### Directions
Copy every entry below, replacing "photograph" with "image" and changing nothing else. Leave out the picture.

### Raw data
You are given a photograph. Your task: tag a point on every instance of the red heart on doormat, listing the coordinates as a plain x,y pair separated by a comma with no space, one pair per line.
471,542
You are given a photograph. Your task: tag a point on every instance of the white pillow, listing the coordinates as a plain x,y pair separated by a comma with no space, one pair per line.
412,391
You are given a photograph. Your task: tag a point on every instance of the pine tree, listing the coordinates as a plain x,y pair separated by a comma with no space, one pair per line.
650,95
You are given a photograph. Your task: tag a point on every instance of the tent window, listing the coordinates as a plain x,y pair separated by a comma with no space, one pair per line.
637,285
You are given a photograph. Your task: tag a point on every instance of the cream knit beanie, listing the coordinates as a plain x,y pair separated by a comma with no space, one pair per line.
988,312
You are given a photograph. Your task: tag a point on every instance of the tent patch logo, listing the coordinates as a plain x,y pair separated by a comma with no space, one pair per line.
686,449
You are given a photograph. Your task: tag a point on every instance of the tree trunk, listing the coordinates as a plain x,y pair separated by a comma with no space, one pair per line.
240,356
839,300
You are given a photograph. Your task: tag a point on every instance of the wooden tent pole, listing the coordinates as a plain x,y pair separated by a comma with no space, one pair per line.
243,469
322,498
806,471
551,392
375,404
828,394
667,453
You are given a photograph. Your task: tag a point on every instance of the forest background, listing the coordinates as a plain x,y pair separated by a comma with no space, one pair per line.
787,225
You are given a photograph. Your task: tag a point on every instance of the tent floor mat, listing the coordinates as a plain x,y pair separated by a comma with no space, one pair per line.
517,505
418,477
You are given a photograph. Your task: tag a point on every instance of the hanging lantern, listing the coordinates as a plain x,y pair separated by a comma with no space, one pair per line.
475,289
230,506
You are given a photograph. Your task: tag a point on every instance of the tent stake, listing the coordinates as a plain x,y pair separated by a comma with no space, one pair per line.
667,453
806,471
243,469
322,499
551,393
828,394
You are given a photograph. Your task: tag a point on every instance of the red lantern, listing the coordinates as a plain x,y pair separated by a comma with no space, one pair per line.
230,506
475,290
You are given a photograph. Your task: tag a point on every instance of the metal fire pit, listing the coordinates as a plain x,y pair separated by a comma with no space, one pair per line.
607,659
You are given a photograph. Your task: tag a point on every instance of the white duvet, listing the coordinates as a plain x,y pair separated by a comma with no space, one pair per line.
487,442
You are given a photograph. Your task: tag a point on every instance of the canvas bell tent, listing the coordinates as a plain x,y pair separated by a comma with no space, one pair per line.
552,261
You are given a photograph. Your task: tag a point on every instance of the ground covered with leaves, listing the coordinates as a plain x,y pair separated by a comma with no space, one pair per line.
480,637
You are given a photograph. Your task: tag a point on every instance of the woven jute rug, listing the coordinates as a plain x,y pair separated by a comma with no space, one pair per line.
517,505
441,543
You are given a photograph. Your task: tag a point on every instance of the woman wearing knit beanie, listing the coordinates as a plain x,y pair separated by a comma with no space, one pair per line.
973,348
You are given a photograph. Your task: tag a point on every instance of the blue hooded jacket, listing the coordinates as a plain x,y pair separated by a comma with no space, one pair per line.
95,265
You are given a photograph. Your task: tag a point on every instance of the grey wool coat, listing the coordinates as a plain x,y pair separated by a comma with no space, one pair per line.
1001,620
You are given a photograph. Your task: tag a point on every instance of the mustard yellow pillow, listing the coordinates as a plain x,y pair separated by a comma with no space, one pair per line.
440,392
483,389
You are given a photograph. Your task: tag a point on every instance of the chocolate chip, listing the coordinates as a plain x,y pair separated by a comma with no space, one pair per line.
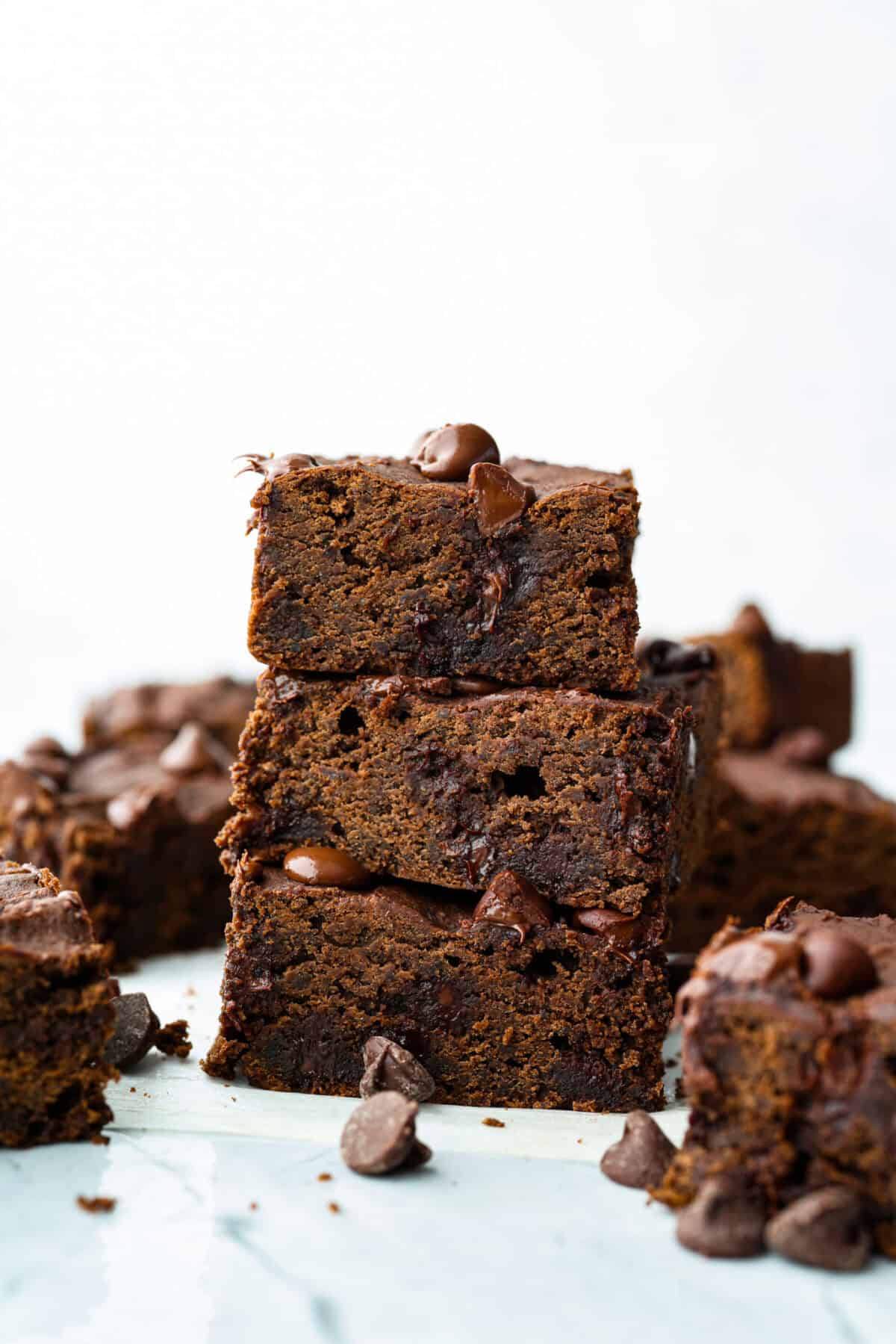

### Result for this exercise
You are given a image. Your task: tag a point on every instance of the red heart on doormat, listing the coordinates as a plain x,y pair separated by a comma with no space, one pair per line.
471,542
You are given a image. Your task: tag a point on every instance of the white pillow, listing the coordinates as a plain x,y pair separated by a comma with no space, one pair per line.
412,391
You are given a image. Your task: tag a point on every instance of the pine tree, listing the coordinates as a plain x,y pair separated by a comma with no space, one pair per line.
650,95
You are given a image. Your task: tag a point on every instance of the tent window, listing the coordinates as a plain x,y pair separated by a comma with no space, one pair per line.
637,285
You are given a image. Your task: tag a point on every instance of the cream knit beanie, listing the coordinates as a plain x,y pair separated by a comma with no space, one pair per line.
988,312
You are given a image. Your task: tag a point on every instance of the tent patch logo, listing the coordinates as a plain x,y pair separated by a comma with no space, one pair per line.
686,449
You are given a image. Your task: tag a point on every instance of the tree trunk, listing the coordinates as a plain x,y pair separated by a comma with no space, one pair per line.
240,356
839,300
You are given a image. Your task: tag a point on every instance of the wooden tent pole, listing the coordinates as a plain x,y pair separated by a comma with no space, one pair per line.
243,469
322,498
806,471
551,392
375,404
828,394
667,453
You are given a image. Your task: tag a point on every instance of the forest background, listing the coordinates as a plain x,y pair separated by a comma with no space, one pair per line.
787,225
You are given a image. Your task: tag a point on every instance of the tent floor mat, listing the coordinates as a plain x,y pair separated by a comma with no space, one pair per line.
517,505
418,477
You are given a image. Your task: tag a point on every instance of the hanging lantern, listing the coordinates as a plain x,y pair separated by a comma with no space, one pair per line.
475,289
230,506
You are given a image. Your task: tag a point on every instance of the tent stake, listing the coordinates as a plain x,y pair separated by a comma with no space, one pair per line.
667,453
806,471
243,469
322,499
551,393
828,394
You are given a image. Your task: tag a point on every instance of the red lantern, listing the coordinates as a plain x,y pair separated by a comma with no space, one pair per line.
230,506
475,290
You are given a image. Your task: tag a point on every instance of the metal fire pit, listing the coordinates as a plain x,y pair separated by a comma with no space, one pair per line.
607,659
You are given a image. Your task: tag a point on every instance of the white duvet, listing the coordinates as a plain x,y pair separated by a comma with no space, one pair per line.
487,442
You are given a image. Your task: tag a point on every instance of the canvas bell tent, listing the coordinates as a plain x,y pair separated by a comma with no space, one pair per line.
552,261
You are given a image. Your task: tag a point on every instance of the ground covered with leaves, listing the coordinates as a plain x,y pair separated by a comma with no space, one pair per line.
480,637
You are given a image. Your task: tag a point on every instance of the woven jute rug, listing the coordinates as a plain x,y pair separated by a comma with no space, one pair per line.
517,505
441,543
You are given a image. Your task: tag a point on every instance of the woman wearing knit beanie, listing the coordinates as a plain x,y pair separated by a comma with no space, one pair per line.
973,348
You are given a image. Your task: tag a point on every instance of the blue hooded jacket, listing the coordinates as a plain x,y pair separated by a comma with no space, one pair per line.
95,265
You are given a image. Your task: tag a point on every instance of the grey wool coat, listing the coordinates as a plain x,y pair separated by a comma with no space, one pair per line.
1001,620
You are given a image. Your task: tag a point on every instance of the mustard yellow pillow, listing the coordinates as a plain x,y pair separated by a comma with no space, one pair per line.
440,392
483,389
You are given a image. Your task: tag a point on every instance of the chocolate chip, listing the coordinates as a plain x,y pair separated by a comma with no space, one pair per line.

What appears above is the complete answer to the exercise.